### WHAT THE TASK REQUIRES
Your task is to return, word for word, only the lines from the line with "Segment dark water lead from the image above." through the close of the data. Exclude all pictures.

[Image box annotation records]
┏━━
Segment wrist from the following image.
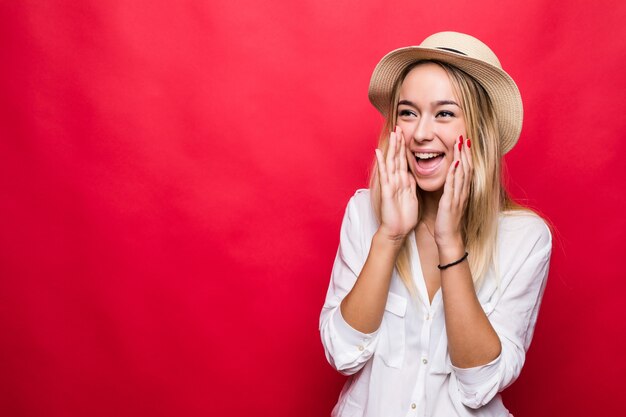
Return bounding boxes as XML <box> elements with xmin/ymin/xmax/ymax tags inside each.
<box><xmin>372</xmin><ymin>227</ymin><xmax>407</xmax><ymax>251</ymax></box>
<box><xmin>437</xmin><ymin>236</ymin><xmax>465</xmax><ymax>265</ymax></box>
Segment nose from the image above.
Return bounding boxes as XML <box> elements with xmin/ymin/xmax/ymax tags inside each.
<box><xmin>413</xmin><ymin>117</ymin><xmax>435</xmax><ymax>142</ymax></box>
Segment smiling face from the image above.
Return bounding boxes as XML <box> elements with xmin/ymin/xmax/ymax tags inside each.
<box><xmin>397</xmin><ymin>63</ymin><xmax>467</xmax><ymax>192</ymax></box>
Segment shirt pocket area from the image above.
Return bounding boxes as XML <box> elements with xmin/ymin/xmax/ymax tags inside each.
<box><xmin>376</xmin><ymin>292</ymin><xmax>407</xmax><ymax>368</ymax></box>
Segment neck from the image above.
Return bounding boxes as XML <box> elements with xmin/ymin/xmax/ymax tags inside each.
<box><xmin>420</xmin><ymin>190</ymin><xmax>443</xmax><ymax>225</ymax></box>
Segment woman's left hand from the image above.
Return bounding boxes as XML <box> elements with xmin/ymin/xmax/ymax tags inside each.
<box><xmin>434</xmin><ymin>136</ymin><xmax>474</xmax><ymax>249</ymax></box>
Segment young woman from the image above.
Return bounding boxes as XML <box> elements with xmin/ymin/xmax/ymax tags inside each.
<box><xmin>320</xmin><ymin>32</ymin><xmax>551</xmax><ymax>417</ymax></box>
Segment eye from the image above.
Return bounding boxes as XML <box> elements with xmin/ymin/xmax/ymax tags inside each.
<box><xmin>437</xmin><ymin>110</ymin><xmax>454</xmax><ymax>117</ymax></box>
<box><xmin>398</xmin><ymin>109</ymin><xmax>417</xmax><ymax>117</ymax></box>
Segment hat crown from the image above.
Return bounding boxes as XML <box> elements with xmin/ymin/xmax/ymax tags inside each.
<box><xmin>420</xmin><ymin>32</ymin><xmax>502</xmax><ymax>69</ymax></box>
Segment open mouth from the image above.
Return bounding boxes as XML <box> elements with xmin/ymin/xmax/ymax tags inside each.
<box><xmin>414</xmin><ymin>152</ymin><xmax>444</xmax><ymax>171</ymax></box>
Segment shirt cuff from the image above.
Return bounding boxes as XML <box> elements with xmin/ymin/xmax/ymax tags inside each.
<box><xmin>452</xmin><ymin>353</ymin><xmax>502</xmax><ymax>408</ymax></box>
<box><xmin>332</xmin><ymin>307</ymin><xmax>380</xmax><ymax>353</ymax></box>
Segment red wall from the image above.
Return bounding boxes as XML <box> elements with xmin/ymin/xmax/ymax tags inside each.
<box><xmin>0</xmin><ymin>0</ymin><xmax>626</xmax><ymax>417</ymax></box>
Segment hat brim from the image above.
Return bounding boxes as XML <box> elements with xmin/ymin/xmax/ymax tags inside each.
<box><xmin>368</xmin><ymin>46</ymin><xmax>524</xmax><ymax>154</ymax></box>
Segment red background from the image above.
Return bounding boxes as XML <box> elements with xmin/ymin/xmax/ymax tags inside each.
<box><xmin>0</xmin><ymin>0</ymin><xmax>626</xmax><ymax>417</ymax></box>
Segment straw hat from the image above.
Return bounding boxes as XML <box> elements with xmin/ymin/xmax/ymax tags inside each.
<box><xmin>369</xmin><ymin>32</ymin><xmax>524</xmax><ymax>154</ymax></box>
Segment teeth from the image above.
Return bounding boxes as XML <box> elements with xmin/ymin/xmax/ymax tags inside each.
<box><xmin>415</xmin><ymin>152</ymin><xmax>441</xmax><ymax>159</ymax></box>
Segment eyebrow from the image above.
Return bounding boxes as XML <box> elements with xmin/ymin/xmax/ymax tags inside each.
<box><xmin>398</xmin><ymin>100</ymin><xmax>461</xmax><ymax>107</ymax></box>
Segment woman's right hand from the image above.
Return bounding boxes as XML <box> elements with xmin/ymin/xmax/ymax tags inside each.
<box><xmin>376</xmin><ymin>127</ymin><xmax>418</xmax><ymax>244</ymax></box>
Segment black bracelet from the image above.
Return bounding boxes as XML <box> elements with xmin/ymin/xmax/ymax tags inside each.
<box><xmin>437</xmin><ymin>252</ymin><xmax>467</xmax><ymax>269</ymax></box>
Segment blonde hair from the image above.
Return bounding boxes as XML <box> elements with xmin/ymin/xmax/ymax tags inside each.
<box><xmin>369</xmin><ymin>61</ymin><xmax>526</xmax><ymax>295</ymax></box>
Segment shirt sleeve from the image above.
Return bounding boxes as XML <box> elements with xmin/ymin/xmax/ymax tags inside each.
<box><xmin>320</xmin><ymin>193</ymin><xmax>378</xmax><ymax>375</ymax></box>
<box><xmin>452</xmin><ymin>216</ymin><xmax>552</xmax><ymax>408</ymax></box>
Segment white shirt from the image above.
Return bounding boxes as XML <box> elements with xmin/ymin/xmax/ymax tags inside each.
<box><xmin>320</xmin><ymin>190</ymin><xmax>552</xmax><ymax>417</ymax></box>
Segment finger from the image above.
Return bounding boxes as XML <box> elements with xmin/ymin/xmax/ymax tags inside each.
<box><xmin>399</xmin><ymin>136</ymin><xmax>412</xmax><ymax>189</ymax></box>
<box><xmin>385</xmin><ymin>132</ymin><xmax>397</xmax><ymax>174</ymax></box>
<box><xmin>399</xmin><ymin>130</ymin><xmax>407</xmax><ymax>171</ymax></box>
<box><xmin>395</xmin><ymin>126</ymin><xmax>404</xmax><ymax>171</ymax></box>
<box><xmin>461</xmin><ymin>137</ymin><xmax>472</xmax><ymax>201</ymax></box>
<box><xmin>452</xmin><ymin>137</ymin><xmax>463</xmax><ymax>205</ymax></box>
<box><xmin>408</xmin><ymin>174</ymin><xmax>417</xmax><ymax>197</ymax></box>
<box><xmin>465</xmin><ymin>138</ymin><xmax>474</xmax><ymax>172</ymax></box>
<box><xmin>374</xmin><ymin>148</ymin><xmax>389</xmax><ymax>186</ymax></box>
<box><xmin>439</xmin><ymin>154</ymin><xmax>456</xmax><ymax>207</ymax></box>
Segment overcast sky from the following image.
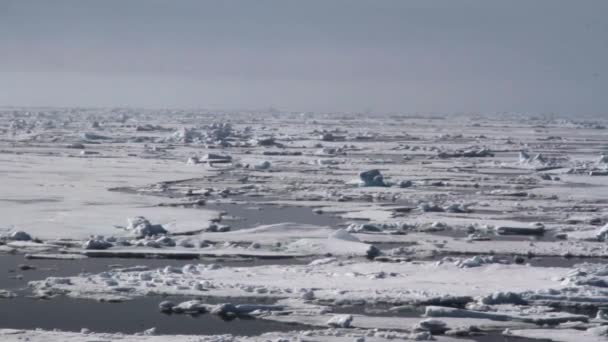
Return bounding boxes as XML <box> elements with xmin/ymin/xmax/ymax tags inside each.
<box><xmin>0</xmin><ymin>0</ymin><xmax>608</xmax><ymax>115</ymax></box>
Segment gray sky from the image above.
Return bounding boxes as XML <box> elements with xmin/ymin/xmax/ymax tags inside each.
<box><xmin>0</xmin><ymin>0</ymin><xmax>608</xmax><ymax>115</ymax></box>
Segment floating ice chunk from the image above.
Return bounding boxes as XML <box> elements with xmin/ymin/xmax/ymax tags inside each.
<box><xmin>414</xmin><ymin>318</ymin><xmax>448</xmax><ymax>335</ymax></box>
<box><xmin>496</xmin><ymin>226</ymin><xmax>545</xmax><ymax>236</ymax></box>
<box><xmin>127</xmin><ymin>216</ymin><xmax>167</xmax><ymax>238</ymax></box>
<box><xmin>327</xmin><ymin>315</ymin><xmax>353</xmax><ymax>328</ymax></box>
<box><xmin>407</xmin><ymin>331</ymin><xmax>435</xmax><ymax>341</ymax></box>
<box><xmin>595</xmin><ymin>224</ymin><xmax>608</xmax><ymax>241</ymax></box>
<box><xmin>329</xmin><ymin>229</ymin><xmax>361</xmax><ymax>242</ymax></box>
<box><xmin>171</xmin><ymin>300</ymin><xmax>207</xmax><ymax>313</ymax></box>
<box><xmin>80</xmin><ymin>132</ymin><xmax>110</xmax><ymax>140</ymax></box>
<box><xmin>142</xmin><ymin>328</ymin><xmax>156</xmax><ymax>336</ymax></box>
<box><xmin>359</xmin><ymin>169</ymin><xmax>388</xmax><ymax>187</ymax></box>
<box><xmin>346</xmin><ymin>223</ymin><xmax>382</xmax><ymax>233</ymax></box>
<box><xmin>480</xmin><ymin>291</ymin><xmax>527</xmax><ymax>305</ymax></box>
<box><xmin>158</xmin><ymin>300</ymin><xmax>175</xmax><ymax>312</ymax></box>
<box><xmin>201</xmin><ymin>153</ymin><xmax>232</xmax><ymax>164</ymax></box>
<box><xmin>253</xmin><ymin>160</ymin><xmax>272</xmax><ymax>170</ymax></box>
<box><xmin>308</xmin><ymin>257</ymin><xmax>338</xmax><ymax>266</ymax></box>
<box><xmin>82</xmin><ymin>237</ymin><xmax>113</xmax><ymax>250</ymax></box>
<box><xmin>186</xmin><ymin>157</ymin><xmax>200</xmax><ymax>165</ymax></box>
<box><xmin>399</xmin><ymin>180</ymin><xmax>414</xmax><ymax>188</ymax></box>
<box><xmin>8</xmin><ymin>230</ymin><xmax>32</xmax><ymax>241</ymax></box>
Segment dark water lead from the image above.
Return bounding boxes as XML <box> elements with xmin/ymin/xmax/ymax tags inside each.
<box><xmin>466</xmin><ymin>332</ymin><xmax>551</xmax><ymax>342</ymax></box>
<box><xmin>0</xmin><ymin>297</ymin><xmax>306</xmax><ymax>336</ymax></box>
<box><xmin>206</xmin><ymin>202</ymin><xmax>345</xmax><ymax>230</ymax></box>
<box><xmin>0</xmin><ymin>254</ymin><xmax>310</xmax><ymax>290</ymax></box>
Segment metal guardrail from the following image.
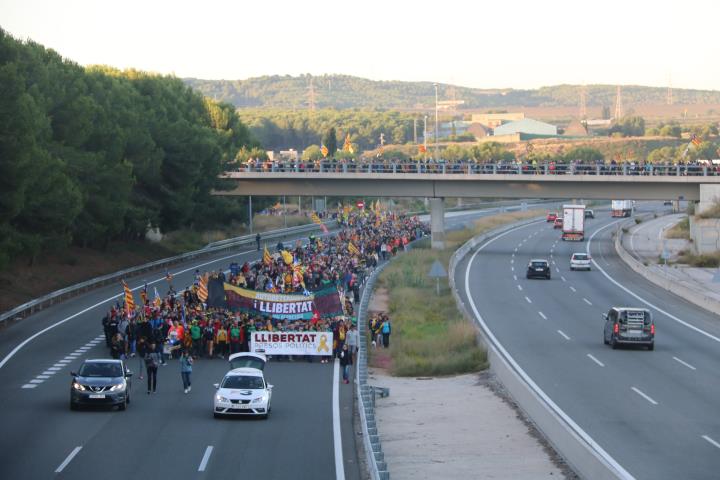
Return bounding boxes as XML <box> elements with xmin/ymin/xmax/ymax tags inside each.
┗━━
### WRITTEN RESPONSE
Segment dark water lead from the image above.
Return bounding boxes as XML <box> elements with xmin/ymin/xmax/ymax tags inside each.
<box><xmin>466</xmin><ymin>332</ymin><xmax>551</xmax><ymax>342</ymax></box>
<box><xmin>0</xmin><ymin>297</ymin><xmax>306</xmax><ymax>336</ymax></box>
<box><xmin>206</xmin><ymin>202</ymin><xmax>345</xmax><ymax>230</ymax></box>
<box><xmin>0</xmin><ymin>254</ymin><xmax>310</xmax><ymax>290</ymax></box>
Segment metal guardrail from the following image.
Return bounding boxes as XML <box> elements with xmin/ymin/xmax/ymax tags inside each.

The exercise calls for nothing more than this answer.